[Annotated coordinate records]

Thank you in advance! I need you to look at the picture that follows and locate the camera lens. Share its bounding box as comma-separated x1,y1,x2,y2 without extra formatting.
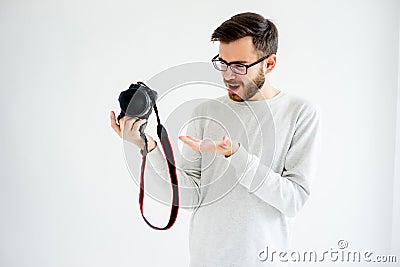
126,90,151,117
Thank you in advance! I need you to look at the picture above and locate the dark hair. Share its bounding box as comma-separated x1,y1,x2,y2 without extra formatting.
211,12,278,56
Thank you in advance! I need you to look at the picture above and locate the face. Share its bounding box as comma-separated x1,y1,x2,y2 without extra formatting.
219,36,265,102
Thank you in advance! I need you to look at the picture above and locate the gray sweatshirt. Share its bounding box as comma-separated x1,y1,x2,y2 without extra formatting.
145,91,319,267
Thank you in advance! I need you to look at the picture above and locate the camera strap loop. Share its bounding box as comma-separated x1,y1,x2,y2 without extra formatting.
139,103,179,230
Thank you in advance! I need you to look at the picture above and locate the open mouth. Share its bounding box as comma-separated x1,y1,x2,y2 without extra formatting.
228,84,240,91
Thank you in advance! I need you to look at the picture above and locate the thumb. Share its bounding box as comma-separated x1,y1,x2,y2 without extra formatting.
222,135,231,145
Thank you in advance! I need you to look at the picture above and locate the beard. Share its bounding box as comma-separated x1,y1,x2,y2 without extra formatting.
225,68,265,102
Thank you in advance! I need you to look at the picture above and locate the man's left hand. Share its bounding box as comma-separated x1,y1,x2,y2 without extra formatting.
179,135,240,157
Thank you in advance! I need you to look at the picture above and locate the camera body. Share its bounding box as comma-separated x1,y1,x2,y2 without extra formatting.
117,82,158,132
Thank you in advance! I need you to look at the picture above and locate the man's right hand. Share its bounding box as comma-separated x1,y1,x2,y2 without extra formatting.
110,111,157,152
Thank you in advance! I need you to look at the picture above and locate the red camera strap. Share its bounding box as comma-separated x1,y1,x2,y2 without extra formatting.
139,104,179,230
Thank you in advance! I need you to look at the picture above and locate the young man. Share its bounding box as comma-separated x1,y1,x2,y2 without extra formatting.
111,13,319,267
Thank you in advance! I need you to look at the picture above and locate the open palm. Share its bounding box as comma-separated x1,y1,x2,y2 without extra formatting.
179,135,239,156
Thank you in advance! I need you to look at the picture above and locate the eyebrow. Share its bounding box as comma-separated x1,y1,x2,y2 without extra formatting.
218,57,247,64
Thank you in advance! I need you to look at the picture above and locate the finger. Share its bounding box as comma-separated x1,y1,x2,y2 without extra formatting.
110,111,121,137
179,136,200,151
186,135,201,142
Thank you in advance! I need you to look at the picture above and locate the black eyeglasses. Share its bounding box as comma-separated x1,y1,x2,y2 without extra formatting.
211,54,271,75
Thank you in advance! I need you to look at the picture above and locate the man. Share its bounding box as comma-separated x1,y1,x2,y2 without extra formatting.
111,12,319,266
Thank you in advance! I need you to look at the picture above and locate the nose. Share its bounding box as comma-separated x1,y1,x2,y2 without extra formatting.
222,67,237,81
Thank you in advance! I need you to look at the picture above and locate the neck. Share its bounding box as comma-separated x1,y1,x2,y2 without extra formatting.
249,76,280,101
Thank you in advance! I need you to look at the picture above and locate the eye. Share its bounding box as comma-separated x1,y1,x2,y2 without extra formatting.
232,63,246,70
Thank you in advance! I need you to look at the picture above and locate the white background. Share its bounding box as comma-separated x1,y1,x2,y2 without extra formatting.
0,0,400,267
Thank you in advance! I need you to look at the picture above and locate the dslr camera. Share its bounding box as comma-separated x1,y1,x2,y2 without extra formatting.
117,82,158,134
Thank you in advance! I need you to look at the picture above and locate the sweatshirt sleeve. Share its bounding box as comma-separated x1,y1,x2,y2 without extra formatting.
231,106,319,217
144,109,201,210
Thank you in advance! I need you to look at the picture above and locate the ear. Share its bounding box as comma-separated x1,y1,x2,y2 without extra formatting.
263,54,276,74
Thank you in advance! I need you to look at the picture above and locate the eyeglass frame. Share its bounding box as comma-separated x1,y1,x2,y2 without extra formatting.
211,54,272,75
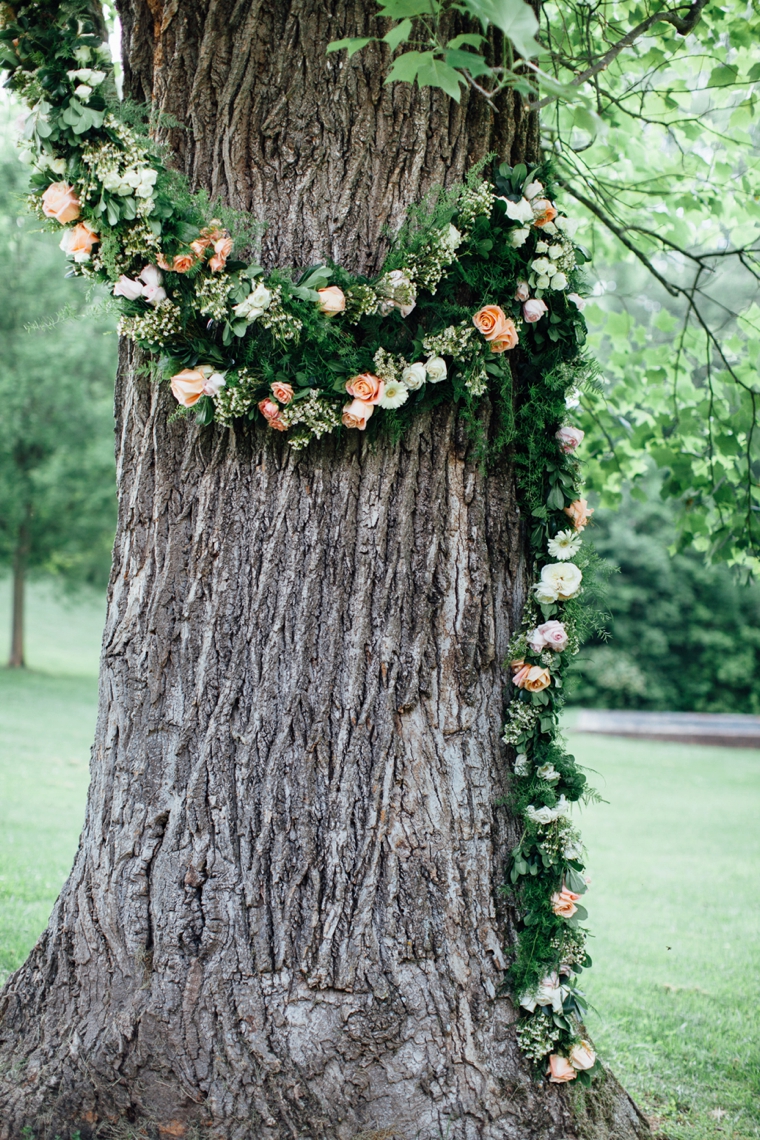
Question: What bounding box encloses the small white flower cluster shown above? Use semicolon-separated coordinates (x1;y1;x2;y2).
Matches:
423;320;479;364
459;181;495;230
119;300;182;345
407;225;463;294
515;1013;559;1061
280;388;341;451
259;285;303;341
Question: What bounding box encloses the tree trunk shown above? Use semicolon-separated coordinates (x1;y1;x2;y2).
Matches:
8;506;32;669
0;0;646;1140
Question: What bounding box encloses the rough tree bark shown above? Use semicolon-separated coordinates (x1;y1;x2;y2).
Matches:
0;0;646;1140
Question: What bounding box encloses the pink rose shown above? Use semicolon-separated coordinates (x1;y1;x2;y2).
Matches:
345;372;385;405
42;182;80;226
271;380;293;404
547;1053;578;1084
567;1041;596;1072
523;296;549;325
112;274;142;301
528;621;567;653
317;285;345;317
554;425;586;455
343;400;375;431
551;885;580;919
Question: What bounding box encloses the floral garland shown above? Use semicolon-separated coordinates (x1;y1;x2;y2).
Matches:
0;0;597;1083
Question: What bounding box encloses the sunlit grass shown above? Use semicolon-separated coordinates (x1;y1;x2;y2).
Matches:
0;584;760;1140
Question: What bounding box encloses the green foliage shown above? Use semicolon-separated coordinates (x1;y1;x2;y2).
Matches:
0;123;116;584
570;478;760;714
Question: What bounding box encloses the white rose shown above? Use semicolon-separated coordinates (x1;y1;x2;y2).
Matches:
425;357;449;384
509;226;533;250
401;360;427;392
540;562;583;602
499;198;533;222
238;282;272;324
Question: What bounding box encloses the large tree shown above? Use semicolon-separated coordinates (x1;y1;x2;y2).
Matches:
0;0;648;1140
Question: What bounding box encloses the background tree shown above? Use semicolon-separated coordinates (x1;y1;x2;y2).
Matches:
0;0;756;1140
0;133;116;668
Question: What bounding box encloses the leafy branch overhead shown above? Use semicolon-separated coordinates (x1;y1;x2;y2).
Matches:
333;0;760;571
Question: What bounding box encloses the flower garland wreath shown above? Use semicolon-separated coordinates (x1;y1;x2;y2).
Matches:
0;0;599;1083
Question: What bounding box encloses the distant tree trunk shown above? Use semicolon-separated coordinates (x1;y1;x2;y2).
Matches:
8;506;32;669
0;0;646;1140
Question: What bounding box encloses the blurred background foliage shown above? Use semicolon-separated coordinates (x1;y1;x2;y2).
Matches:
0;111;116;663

- [WHAT IS ASKED]:
Copy out the lines of the records verbatim, starting at the line that contains "locate the red" and ending at the line that contains "186,135,201,142", with both of those lines included.

- [EXERCISE SOLUTION]:
Thank you in advance! I need you to look at the picture above and locate the red camera strap. Share its bounding box as comma-separated x1,y1,x2,y2 without extra formatting.
139,104,179,230
Thank you in advance! I need you to look at the picture above and locate the young man. Share its bounding box as comma-separated x1,y1,x2,y2 without extra formatting.
111,13,319,267
Thank you in advance! I need you to look at the picture above and locate the open palm. Share its bounding box as comma-separated x1,y1,x2,y2 without extra formatting.
179,135,239,156
Thank you in advance! I need you to look at the picture above and locate the eyebrow. Share its bounding box as comma-separated x1,y1,x2,y2 without extra formatting.
218,57,247,64
Thank you in advance! I need you to look at the picture above and locate the finger. Share its bounding box as comma-separated x1,y1,x2,y2 without extra formatting.
110,111,121,137
179,136,200,151
186,135,201,142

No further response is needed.